Items from a dataset
[start]

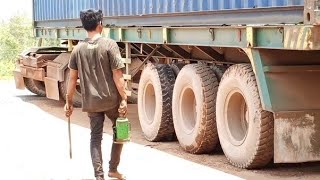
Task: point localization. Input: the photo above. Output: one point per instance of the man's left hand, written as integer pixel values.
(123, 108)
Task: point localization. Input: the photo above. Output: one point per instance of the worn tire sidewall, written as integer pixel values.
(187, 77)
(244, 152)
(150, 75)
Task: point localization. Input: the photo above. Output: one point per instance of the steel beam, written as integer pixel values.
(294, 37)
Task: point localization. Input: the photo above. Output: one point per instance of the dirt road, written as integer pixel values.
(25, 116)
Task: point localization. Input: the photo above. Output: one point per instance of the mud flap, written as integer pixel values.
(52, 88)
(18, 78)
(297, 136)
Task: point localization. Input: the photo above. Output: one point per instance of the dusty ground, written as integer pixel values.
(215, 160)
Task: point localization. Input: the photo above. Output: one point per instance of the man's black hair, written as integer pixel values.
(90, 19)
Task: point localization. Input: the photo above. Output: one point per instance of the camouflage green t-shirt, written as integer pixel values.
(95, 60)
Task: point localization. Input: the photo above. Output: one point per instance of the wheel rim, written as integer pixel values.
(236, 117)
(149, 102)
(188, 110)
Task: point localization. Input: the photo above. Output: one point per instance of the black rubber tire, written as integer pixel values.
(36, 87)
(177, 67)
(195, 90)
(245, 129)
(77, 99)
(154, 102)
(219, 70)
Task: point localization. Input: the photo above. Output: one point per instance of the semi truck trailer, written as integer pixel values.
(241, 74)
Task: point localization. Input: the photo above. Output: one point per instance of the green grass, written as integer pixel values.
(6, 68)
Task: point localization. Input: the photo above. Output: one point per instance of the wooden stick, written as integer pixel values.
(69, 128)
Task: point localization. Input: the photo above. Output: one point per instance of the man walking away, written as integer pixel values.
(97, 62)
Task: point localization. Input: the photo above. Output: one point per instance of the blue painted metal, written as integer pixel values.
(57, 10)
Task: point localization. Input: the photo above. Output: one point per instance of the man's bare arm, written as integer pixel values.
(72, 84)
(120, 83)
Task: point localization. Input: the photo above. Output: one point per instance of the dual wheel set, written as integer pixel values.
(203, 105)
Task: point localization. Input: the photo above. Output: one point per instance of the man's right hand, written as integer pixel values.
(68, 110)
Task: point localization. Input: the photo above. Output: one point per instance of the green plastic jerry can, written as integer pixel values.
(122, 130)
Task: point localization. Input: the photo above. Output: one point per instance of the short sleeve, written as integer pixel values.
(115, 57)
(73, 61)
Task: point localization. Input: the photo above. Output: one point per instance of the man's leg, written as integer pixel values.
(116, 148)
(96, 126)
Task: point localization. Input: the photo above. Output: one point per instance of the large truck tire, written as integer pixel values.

[end]

### GIVEN REQUEST
Rewrite every line of the listing above, substituting "whole-number pixel coordinates" for each occurrence of "integer pixel values" and keeping everything else the same. Omit the pictures from your answer.

### ANSWER TO THIS EXERCISE
Task: point localization. Input: the photo above. Output: one point per instance of the man's left hand, written as whole-number pixel coordinates.
(123, 108)
Task: point localization. Input: the photo above. Output: one point per instance of the worn tire sidewall, written as whole-number pixel coordinates.
(187, 77)
(244, 152)
(150, 75)
Task: point localization. Input: the photo above. Output: one point per instance of the steel beam, written as whole-number pixel coordinates.
(294, 37)
Task: point localization. Input: the photo above. Output: one point per instance of the dirt road, written as whole-number pixel coordinates.
(25, 116)
Task: point localization. Input: the photo above. Output: one point per instance of the mud flap, written as whole-number pixel coordinates.
(52, 88)
(18, 78)
(297, 136)
Task: point localization. Input: the photo above. Output: one point per instance of the dusty ground, written as whole-number pixel coordinates.
(215, 160)
Task: point localization. Input: the photo above. Output: one point per instance of the man's black hair, written as whole-number pixel coordinates.
(90, 19)
Task: point localization. Input: the photo above. Output: one point per instance of the camouflage green t-shirt, written as whole-number pixel coordinates.
(95, 60)
Task: point localization. Input: the photo above. Output: one point per instance of the wheel rim, written as whole-number pixel coordinates.
(236, 117)
(149, 102)
(188, 110)
Task: point localization. Input: the photo above. Output: one point per instance of the black rubber tire, written as whole-number pixel coordinates.
(36, 87)
(177, 67)
(195, 90)
(245, 129)
(77, 99)
(154, 102)
(219, 70)
Task: point localization. Input: the photo above. Output: one point per instance of the semi truck trailer, written as whole-number pixel coordinates.
(241, 74)
Task: point localization. Input: the photo above. Output: one point per instance of the green grass, written as whole-number pixel coordinates.
(6, 68)
Task: point localization. Input: the photo above. Output: one point per instance of the wooden stick, written as whole-number pixel coordinates.
(69, 128)
Task: point localization. Input: the photo above. Output: one point per instance of the man walking away, written as whole-number pixel coordinates.
(97, 62)
Task: point localization. Input: the photo above. Output: one point per instance of the blue painted metal, written as whole-number pixel coordinates.
(57, 10)
Task: point localization. Input: the photo above. Output: one point per instance of the man's bare arm, written as whole-number pixel coordinates.
(72, 84)
(120, 83)
Task: point localization. Input: the photo above. Output: one point per instance of the dual wheel set, written as whole-number pixel coordinates.
(203, 105)
Task: point localization. Input: the photo above. Output: one point per instance of the man's right hand, written as whole-number pixel coordinates.
(68, 110)
Task: point localization. Input: the photo above. Output: one point per instance of the green plastic jerry can, written as whole-number pixel coordinates.
(122, 130)
Task: point localization. Input: the photo above. Output: one point per instance of the short sleeve, written as whole-number pixel coordinates.
(115, 57)
(73, 61)
Task: point localization. Input: the photo above. Output: one point per instance of the man's leg, written as whole-number pixel coordinates.
(116, 148)
(96, 126)
Task: point localization. Input: the photo above. Output: one point per instance of the large truck tire, written as whole-number pixel coordinates.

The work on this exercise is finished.